**Excerpted text**
It was a messy beginning. Because of our friendship with Bert we met a guy who had dozens and dozens of early Howard Finster pieces, which he consigned to us. These early works, dating from 1976 – to about 1979 were in great demand and those sales helped move the gallery forward. Bert Hemphill became one of my closest friends. This opened up the whole American field to us. We were very conscious that in America it was still called folk art and we were not comfortable with that, and still annoy people with our vehement separation of folk and art brut.
How many pieces are in you collection now? It is probably close to 1,000, but we stopped counting at 4. The masks on the feature wall in our home are Mexican, that we have been collecting from the beginning. There are around 150 of those. We now collect Nepalese masks as well. And of course Art Brut.
3. So I recently interviewed Monty Blanchard and he mentioned that he started buying art from you when you were selling it from your home, perhaps in 1985. Is that correct? And how long did you do that for before you started your gallery and why did you want to set it up?
Randall – We started selling out of our home very early on, maybe 1979. We moved from our home to our first gallery in 1985. Between 1980-1985 we had a private gallery called Ethnographic Arts Incorporated. We saw this work as part of the Ethnosphere, a phrase coined by Wade Davis. We knew all the players in the field by 1985. We went public when the co-op of our building (which included a blue-chip dealer or two, as well as a significant collector) threatened to sue us for dealing from our home. It was, despite the drama of the moment, one of the better things that ever happened to us.
Shari – It was wonderful having Monty and Anne around the corner from us. We do go way back. Anne was pregnant with her third daughter, Cordelia, when I was pregnant with our daughter, Simone.
And how many times has you gallery moved? We started ‘by appointment’ only. We had two ‘by-appointment’ homes and 3 different gallery spaces. So we have moved 5 times. We have been in our current gallery space nearly 15 years.
So what made you want to set up a gallery?
Randall – We wanted to handle as much work, as close to the source/the artist as possible. There were artists we wanted to see and be directly connected with it, plus we wanted to introduce new work, and we wanted to upgrade the way non-mainstream art was being presented at least in North America. We again did not want to present it as folk art, but show it as contemporary art, but not as mainstream CONTEMPORARY art. It is different and it will always be, but it deserves the same dignity, seriousness, and same formal presentation as Contemporary Art.
4. How has your gallery changed over the years and has the focus of what you sell shifted during that time?
Shari – At its core it is still the same now as it was in the early days. With our first public gallery we were very fortunate to have those early Howard Finster paintings, as well as other terrific artists. We worked closely with John Ollman for a while also, benefiting from his generous eye and business acumen. We not only showed the work of non-mainstream artists, but contemporary artists too. Sometimes we showed their work together in themed shows and sometimes we gave contemporary artists their own show. It was important for us to show the self-taught artists with the same respect given to contemporary art. But the contemporary art we showed with it had a definite affinity. That included the affinity of the hand, which was important for us. For example, we did an exhibition called The Apocalyptic Edge, with four enormous double-sided Darger’s, Charles Burns’ original drawings of Big Baby, a wall-sized painting by Don Colley, and some of Tony Fitzpatrick’s first slate drawings. Another exhibition had 8 enormous “roadside” crosses by Jimmy Roche; in another exhibition we had a huge, fabulous Petah Coyne sculpture hanging from the ceiling, another, Rachel Mendieta created an Ana Mendieta sand sculpture for us. It was all work that resonated with what we loved about the self-taught material. It was that material—the non-mainstream–that took the lead.

**Complete the following**
(1) According to the interview excerpt, in what year did the gallery move from the home into its first gallery space?
(2) Reproduce word for word the stretch of the interview excerpt from "How many pieces" through "course Art Brut.".

**Information provided**
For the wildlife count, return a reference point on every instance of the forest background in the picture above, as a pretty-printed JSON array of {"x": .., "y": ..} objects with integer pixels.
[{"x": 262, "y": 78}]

**Outputs for the tasks**
(1) 1985

(2)
How many pieces are in you collection now? It is probably close to 1,000, but we stopped counting at 4. The masks on the feature wall in our home are Mexican, that we have been collecting from the beginning. There are around 150 of those. We now collect Nepalese masks as well. And of course Art Brut.